How to complete this task:
Within the data below, state how many lines contain the string "dining". Provide the number only.
Input START
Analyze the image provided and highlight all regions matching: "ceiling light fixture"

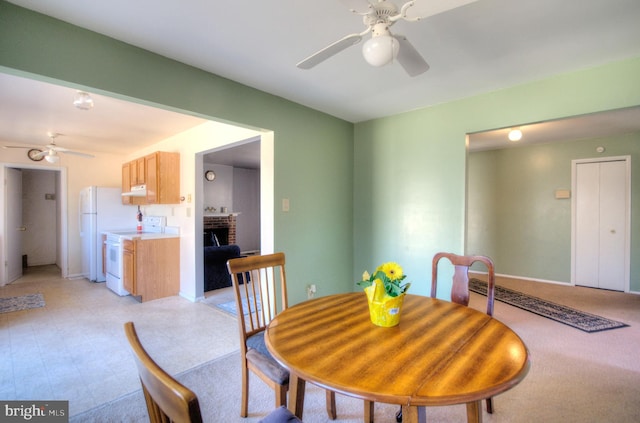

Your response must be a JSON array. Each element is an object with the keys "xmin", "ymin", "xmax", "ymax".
[
  {"xmin": 73, "ymin": 91, "xmax": 94, "ymax": 110},
  {"xmin": 508, "ymin": 129, "xmax": 523, "ymax": 142},
  {"xmin": 45, "ymin": 150, "xmax": 59, "ymax": 163},
  {"xmin": 362, "ymin": 23, "xmax": 399, "ymax": 67}
]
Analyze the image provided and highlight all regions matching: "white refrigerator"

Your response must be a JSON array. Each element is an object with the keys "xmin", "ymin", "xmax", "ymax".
[{"xmin": 80, "ymin": 186, "xmax": 134, "ymax": 282}]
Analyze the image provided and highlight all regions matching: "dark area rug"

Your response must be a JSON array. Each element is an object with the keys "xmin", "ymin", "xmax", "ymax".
[
  {"xmin": 469, "ymin": 279, "xmax": 628, "ymax": 333},
  {"xmin": 0, "ymin": 293, "xmax": 45, "ymax": 313}
]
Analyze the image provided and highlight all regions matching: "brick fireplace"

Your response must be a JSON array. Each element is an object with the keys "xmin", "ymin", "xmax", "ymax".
[{"xmin": 204, "ymin": 215, "xmax": 237, "ymax": 246}]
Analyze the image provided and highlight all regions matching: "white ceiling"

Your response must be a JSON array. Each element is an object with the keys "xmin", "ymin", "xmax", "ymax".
[{"xmin": 2, "ymin": 0, "xmax": 640, "ymax": 158}]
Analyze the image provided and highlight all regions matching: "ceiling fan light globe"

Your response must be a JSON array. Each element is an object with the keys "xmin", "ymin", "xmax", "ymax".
[
  {"xmin": 362, "ymin": 35, "xmax": 399, "ymax": 67},
  {"xmin": 45, "ymin": 149, "xmax": 60, "ymax": 163},
  {"xmin": 73, "ymin": 91, "xmax": 94, "ymax": 110},
  {"xmin": 45, "ymin": 154, "xmax": 60, "ymax": 163}
]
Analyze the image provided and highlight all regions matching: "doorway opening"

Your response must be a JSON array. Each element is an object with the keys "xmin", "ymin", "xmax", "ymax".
[{"xmin": 2, "ymin": 164, "xmax": 68, "ymax": 285}]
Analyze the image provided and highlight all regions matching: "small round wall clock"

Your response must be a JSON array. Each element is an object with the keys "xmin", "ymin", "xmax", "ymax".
[
  {"xmin": 28, "ymin": 148, "xmax": 45, "ymax": 161},
  {"xmin": 204, "ymin": 170, "xmax": 216, "ymax": 181}
]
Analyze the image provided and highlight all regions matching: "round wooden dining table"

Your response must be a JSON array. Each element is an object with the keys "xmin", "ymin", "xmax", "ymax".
[{"xmin": 265, "ymin": 292, "xmax": 530, "ymax": 423}]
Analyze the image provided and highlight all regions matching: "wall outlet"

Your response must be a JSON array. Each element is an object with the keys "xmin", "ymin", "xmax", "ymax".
[{"xmin": 306, "ymin": 284, "xmax": 317, "ymax": 299}]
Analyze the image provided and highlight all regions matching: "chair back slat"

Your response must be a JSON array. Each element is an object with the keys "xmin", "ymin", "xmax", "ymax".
[
  {"xmin": 228, "ymin": 253, "xmax": 288, "ymax": 343},
  {"xmin": 431, "ymin": 252, "xmax": 495, "ymax": 316}
]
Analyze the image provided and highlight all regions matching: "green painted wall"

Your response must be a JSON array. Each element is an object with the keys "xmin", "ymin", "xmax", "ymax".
[
  {"xmin": 0, "ymin": 1, "xmax": 353, "ymax": 304},
  {"xmin": 354, "ymin": 59, "xmax": 640, "ymax": 298},
  {"xmin": 468, "ymin": 132, "xmax": 640, "ymax": 290}
]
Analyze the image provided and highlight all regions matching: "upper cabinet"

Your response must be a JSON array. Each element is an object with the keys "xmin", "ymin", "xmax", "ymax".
[{"xmin": 122, "ymin": 151, "xmax": 180, "ymax": 205}]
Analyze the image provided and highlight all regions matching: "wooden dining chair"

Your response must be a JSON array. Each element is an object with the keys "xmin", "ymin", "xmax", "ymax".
[
  {"xmin": 125, "ymin": 321, "xmax": 203, "ymax": 423},
  {"xmin": 395, "ymin": 252, "xmax": 496, "ymax": 422},
  {"xmin": 227, "ymin": 252, "xmax": 337, "ymax": 419},
  {"xmin": 125, "ymin": 321, "xmax": 302, "ymax": 423},
  {"xmin": 431, "ymin": 252, "xmax": 496, "ymax": 413}
]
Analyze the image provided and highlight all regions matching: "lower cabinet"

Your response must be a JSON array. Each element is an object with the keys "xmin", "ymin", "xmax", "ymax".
[{"xmin": 122, "ymin": 237, "xmax": 180, "ymax": 302}]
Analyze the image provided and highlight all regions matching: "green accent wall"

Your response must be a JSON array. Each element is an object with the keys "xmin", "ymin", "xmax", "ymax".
[
  {"xmin": 354, "ymin": 59, "xmax": 640, "ymax": 297},
  {"xmin": 468, "ymin": 132, "xmax": 640, "ymax": 287}
]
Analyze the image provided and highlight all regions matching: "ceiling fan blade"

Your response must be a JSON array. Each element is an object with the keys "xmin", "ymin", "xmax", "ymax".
[
  {"xmin": 297, "ymin": 32, "xmax": 364, "ymax": 69},
  {"xmin": 403, "ymin": 0, "xmax": 478, "ymax": 21},
  {"xmin": 339, "ymin": 0, "xmax": 374, "ymax": 14},
  {"xmin": 60, "ymin": 150, "xmax": 95, "ymax": 158},
  {"xmin": 3, "ymin": 145, "xmax": 31, "ymax": 149},
  {"xmin": 393, "ymin": 35, "xmax": 430, "ymax": 77},
  {"xmin": 32, "ymin": 150, "xmax": 48, "ymax": 159}
]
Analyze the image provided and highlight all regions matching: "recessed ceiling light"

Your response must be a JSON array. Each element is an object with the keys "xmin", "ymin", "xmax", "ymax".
[{"xmin": 508, "ymin": 129, "xmax": 523, "ymax": 142}]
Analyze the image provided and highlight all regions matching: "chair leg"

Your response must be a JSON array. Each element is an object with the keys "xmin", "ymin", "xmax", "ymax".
[
  {"xmin": 486, "ymin": 397, "xmax": 494, "ymax": 414},
  {"xmin": 364, "ymin": 400, "xmax": 374, "ymax": 423},
  {"xmin": 326, "ymin": 390, "xmax": 337, "ymax": 419},
  {"xmin": 395, "ymin": 405, "xmax": 402, "ymax": 422},
  {"xmin": 240, "ymin": 364, "xmax": 249, "ymax": 417},
  {"xmin": 276, "ymin": 384, "xmax": 287, "ymax": 408}
]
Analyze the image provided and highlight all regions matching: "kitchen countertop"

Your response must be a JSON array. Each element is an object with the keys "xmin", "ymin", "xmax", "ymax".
[
  {"xmin": 103, "ymin": 225, "xmax": 180, "ymax": 241},
  {"xmin": 119, "ymin": 232, "xmax": 180, "ymax": 241}
]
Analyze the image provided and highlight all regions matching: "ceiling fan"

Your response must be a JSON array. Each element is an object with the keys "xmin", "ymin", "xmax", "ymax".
[
  {"xmin": 3, "ymin": 132, "xmax": 95, "ymax": 163},
  {"xmin": 297, "ymin": 0, "xmax": 478, "ymax": 76}
]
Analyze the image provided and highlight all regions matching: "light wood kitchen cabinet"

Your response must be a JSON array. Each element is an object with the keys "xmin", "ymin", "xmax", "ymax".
[
  {"xmin": 121, "ymin": 151, "xmax": 180, "ymax": 205},
  {"xmin": 121, "ymin": 162, "xmax": 132, "ymax": 205},
  {"xmin": 122, "ymin": 239, "xmax": 136, "ymax": 294},
  {"xmin": 145, "ymin": 151, "xmax": 180, "ymax": 204},
  {"xmin": 122, "ymin": 161, "xmax": 145, "ymax": 206},
  {"xmin": 135, "ymin": 157, "xmax": 145, "ymax": 185},
  {"xmin": 122, "ymin": 237, "xmax": 180, "ymax": 302}
]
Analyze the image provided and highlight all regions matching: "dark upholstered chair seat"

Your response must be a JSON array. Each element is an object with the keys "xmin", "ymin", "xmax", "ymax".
[{"xmin": 258, "ymin": 406, "xmax": 302, "ymax": 423}]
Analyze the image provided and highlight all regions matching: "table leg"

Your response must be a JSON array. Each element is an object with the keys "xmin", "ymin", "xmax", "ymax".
[
  {"xmin": 288, "ymin": 372, "xmax": 306, "ymax": 420},
  {"xmin": 466, "ymin": 401, "xmax": 482, "ymax": 423},
  {"xmin": 401, "ymin": 405, "xmax": 426, "ymax": 423}
]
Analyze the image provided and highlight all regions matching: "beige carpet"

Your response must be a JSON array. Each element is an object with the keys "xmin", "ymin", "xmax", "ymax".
[{"xmin": 71, "ymin": 276, "xmax": 640, "ymax": 422}]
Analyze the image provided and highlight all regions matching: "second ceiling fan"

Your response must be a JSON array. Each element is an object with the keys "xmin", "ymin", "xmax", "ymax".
[
  {"xmin": 297, "ymin": 0, "xmax": 478, "ymax": 76},
  {"xmin": 4, "ymin": 132, "xmax": 95, "ymax": 163}
]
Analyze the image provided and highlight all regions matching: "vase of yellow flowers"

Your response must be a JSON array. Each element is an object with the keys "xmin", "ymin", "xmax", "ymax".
[{"xmin": 357, "ymin": 262, "xmax": 411, "ymax": 327}]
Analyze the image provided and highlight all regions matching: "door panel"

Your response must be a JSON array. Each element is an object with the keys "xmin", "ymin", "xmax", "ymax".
[
  {"xmin": 574, "ymin": 162, "xmax": 599, "ymax": 288},
  {"xmin": 598, "ymin": 161, "xmax": 626, "ymax": 291}
]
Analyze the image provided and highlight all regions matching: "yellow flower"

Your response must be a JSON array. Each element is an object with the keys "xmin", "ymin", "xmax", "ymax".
[
  {"xmin": 377, "ymin": 262, "xmax": 403, "ymax": 281},
  {"xmin": 362, "ymin": 270, "xmax": 370, "ymax": 281}
]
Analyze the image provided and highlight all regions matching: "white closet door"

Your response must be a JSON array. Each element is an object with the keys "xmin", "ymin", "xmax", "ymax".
[
  {"xmin": 597, "ymin": 161, "xmax": 627, "ymax": 291},
  {"xmin": 574, "ymin": 162, "xmax": 600, "ymax": 288},
  {"xmin": 573, "ymin": 158, "xmax": 629, "ymax": 291}
]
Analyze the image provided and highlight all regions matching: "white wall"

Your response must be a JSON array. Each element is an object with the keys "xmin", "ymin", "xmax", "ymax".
[{"xmin": 202, "ymin": 164, "xmax": 233, "ymax": 211}]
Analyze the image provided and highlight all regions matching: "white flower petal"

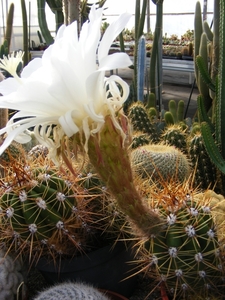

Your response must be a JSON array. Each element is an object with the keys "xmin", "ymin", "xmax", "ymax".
[
  {"xmin": 98, "ymin": 12, "xmax": 132, "ymax": 62},
  {"xmin": 99, "ymin": 52, "xmax": 133, "ymax": 71}
]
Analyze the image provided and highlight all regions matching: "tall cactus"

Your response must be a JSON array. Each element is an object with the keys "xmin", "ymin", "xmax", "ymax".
[
  {"xmin": 137, "ymin": 36, "xmax": 146, "ymax": 102},
  {"xmin": 149, "ymin": 0, "xmax": 163, "ymax": 109},
  {"xmin": 4, "ymin": 3, "xmax": 14, "ymax": 52},
  {"xmin": 46, "ymin": 0, "xmax": 64, "ymax": 31},
  {"xmin": 37, "ymin": 0, "xmax": 55, "ymax": 45},
  {"xmin": 199, "ymin": 0, "xmax": 225, "ymax": 177},
  {"xmin": 21, "ymin": 0, "xmax": 29, "ymax": 66}
]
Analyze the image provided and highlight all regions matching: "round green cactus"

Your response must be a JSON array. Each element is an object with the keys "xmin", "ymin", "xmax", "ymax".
[
  {"xmin": 137, "ymin": 184, "xmax": 225, "ymax": 299},
  {"xmin": 0, "ymin": 166, "xmax": 102, "ymax": 259},
  {"xmin": 0, "ymin": 150, "xmax": 132, "ymax": 263},
  {"xmin": 131, "ymin": 144, "xmax": 191, "ymax": 184}
]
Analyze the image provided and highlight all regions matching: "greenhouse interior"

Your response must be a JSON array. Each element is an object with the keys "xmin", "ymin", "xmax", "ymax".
[{"xmin": 1, "ymin": 1, "xmax": 225, "ymax": 300}]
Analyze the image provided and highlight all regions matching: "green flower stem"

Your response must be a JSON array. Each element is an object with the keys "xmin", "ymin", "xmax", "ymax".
[{"xmin": 86, "ymin": 115, "xmax": 163, "ymax": 237}]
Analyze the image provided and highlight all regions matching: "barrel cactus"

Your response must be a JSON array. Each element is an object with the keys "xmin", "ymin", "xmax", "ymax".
[
  {"xmin": 0, "ymin": 167, "xmax": 92, "ymax": 259},
  {"xmin": 136, "ymin": 182, "xmax": 225, "ymax": 299},
  {"xmin": 131, "ymin": 144, "xmax": 191, "ymax": 184},
  {"xmin": 33, "ymin": 282, "xmax": 109, "ymax": 300}
]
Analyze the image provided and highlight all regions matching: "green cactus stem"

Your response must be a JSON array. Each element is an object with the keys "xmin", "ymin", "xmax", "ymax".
[
  {"xmin": 137, "ymin": 36, "xmax": 146, "ymax": 102},
  {"xmin": 194, "ymin": 1, "xmax": 203, "ymax": 87},
  {"xmin": 133, "ymin": 0, "xmax": 148, "ymax": 97},
  {"xmin": 203, "ymin": 20, "xmax": 213, "ymax": 42},
  {"xmin": 46, "ymin": 0, "xmax": 64, "ymax": 32},
  {"xmin": 4, "ymin": 3, "xmax": 14, "ymax": 52},
  {"xmin": 196, "ymin": 55, "xmax": 216, "ymax": 93},
  {"xmin": 188, "ymin": 130, "xmax": 217, "ymax": 191},
  {"xmin": 21, "ymin": 0, "xmax": 29, "ymax": 66},
  {"xmin": 200, "ymin": 0, "xmax": 225, "ymax": 177},
  {"xmin": 149, "ymin": 0, "xmax": 163, "ymax": 107},
  {"xmin": 37, "ymin": 0, "xmax": 54, "ymax": 45}
]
Input END
Output below:
2